--- Texte fourni ---
● ● ●

Dans quelle mesure le secteur de la construction est-il concerné ?
Dans les douze premiers secteurs concernés, d'après les statistiques de la Cnam-TS qui ne concernent que les salariés du privé, le BTP n'apparaît pas. Peut-être parce que dans ce secteur le stress touche en premier lieu les chefs de TPE-PME (et, dans les plus grandes entreprises, des conducteurs de travaux).
Une chose est sûre : les RPS et le stress sont bien présents dans la construction. Pour preuve, le secteur a pris à bras-le-corps ce problème, qui a notamment émergé durant les difficiles années de crise. Ainsi, en mars 2017, une étude de la Capeb affirmait que 36% des petits patrons pensaient avoir fait ou avoir été proche d'un burn out. La Fédération française du bâtiment avait également, il y a quelques années, lancé l'initiative des "Casques bleus" pour soutenir des patrons en situation de surmenage.
"Ce secteur reste en premier lieu soumis à des risques physiques tels que des chutes de hauteur", rappelle toutefois Marine Jeantet. Il n'empêche, il sera probablement de plus en plus concerné, dans les années à venir, par la gestion des risques psychosociaux.
Quelles sont les conséquences financières et humaines ?
7,5% des affections psychiques reconnues comme AT débouchent sur une incapacité permanente (pour les AT 'normaux', cette proportion est de 5%).
Le coût de ces affections pour la branche AT/MP est de 230 millions d'euros, sur une dépense générale de 8-9 milliards d'euros.
Que doit faire l'entreprise pour gérer les risques psychosociaux ?
Comme nous l'expliquait Corinne Metzger, avocate au cabinet Seban et associés, l'entreprise est soumise à une obligation de sécurité et de résultat en matière de risque psychique. "Ce qui signifie que l'entreprise doit prendre toutes les mesures visant à atteindre l'objectif, et pouvoir prouver qu'elle l'a fait."
Le syndrome dépuisement professionnel ('burn-out') est-il reconnu comme maladie professionnelle ?
Toujours pas. Mais un nouveau tableau de maladie professionnelle vient d'être présenté à la Cnam-TS par des députés de la France insoumise. "Le tableau que nous a présenté François Ruffin est mieux fait que les précédents, il y a eu beaucoup de travail", explique Marine Jeantet. "Mais nous sommes prudents sur l'idée d'utiliser un tableau, car cela pourrait se retourner contre le salarié si c'est mal pensé." En effet, un tableau est constitué de divers critères permettant d'identifier à coup sûr une maladie professionnelle. Une procédure pas forcément adaptée à une affection psychique, forcément plus délicate à diagnostiquer qu'une affection physique.

● ● ●

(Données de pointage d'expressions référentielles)
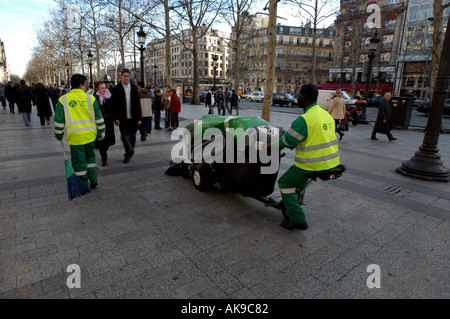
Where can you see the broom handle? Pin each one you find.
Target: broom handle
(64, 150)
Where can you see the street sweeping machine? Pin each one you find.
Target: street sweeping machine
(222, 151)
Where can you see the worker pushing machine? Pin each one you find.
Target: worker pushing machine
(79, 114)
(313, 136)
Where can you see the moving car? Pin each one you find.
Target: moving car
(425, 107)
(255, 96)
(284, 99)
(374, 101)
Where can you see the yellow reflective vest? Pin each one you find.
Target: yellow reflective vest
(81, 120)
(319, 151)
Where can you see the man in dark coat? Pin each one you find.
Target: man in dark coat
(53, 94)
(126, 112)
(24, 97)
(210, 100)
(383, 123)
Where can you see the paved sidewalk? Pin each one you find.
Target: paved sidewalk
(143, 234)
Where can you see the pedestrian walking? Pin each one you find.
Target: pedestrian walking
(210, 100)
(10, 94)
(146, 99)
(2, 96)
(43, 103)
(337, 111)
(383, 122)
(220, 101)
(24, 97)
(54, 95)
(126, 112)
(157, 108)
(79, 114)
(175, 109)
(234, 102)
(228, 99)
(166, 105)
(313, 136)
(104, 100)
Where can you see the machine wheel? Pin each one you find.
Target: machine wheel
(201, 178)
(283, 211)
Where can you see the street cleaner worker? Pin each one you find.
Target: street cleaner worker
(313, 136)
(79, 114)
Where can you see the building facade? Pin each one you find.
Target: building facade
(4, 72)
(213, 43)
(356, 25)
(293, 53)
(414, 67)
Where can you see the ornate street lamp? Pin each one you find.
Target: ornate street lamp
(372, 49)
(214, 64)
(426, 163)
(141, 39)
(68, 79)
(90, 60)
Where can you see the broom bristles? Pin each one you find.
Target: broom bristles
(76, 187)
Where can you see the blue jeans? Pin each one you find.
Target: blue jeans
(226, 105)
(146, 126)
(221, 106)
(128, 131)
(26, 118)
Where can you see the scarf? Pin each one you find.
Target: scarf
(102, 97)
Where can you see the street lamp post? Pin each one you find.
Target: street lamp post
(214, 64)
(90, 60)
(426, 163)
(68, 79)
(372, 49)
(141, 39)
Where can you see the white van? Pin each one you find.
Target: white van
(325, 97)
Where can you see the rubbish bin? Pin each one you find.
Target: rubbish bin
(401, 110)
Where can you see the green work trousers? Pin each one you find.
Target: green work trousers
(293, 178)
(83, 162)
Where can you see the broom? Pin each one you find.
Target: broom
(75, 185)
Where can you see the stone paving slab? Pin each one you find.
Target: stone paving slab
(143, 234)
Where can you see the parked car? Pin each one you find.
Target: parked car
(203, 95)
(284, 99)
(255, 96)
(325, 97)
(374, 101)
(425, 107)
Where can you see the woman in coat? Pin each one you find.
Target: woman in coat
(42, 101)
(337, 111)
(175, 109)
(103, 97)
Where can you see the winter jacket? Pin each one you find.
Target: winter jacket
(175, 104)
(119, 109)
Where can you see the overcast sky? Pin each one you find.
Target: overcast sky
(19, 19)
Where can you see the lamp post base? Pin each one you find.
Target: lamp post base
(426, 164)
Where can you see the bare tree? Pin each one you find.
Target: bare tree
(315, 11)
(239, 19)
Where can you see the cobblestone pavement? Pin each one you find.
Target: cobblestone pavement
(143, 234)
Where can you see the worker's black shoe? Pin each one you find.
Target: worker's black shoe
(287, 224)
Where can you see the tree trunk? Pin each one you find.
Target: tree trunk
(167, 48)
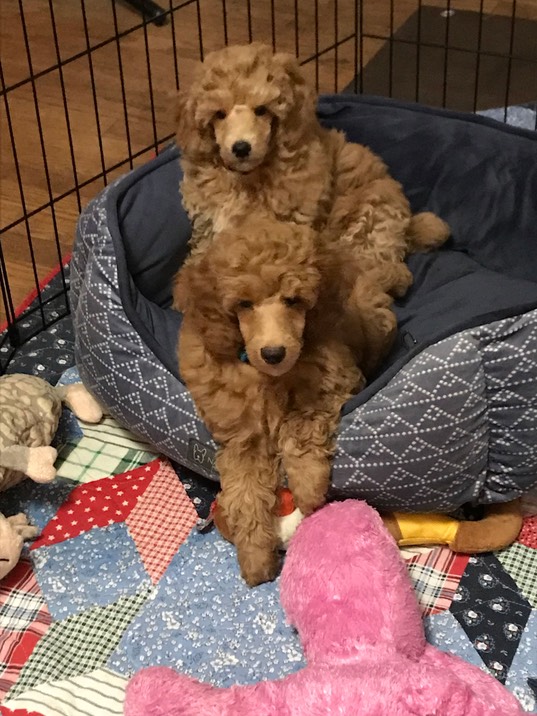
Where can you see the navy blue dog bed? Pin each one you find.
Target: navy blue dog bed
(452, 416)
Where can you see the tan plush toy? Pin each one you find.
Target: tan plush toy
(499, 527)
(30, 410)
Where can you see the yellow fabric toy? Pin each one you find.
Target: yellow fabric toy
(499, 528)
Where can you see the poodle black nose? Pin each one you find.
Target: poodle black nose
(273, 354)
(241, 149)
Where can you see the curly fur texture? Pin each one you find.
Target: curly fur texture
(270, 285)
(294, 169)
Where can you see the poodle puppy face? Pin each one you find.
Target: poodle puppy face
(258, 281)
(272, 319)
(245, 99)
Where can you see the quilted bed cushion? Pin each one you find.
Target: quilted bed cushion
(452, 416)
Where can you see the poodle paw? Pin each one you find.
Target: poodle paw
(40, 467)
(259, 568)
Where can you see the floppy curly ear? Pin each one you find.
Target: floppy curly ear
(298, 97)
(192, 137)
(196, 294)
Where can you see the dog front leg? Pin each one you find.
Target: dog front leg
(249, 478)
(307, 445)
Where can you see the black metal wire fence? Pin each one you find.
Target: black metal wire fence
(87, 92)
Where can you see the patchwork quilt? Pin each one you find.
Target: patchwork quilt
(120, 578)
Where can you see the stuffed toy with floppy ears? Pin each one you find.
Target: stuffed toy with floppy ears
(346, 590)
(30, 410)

● ● ●

--- Liste des activités ---
1 – D'après le texte sur les risques psychosociaux, pourquoi Marine Jeantet se montre-t-elle prudente sur l'idée d'utiliser un tableau de maladie professionnelle pour le burn-out ? Répondez en une à trois phrases.
2 – Relevez tous les noms de personnes cités dans le texte sur les risques psychosociaux.
3 – Recopiez le passage du texte sur les risques psychosociaux allant de "Une chose est" jusqu'à "situation de surmenage.", en renommant "patrons" en "dirigeants".
Les enregistrements n'interviennent pas dans cet exercice.

--- Corrigé de l'exercice ---
1 – Un tableau mal pensé pourrait se retourner contre le salarié. Un tableau repose en effet sur divers critères permettant d'identifier à coup sûr une maladie professionnelle. Cette procédure n'est pas forcément adaptée à une affection psychique, plus délicate à diagnostiquer qu'une affection physique.

2 – Marine Jeantet, Corinne Metzger, François Ruffin

3 –
Une chose est sûre : les RPS et le stress sont bien présents dans la construction. Pour preuve, le secteur a pris à bras-le-corps ce problème, qui a notamment émergé durant les difficiles années de crise. Ainsi, en mars 2017, une étude de la Capeb affirmait que 36% des petits dirigeants pensaient avoir fait ou avoir été proche d'un burn out. La Fédération française du bâtiment avait également, il y a quelques années, lancé l'initiative des "Casques bleus" pour soutenir des dirigeants en situation de surmenage.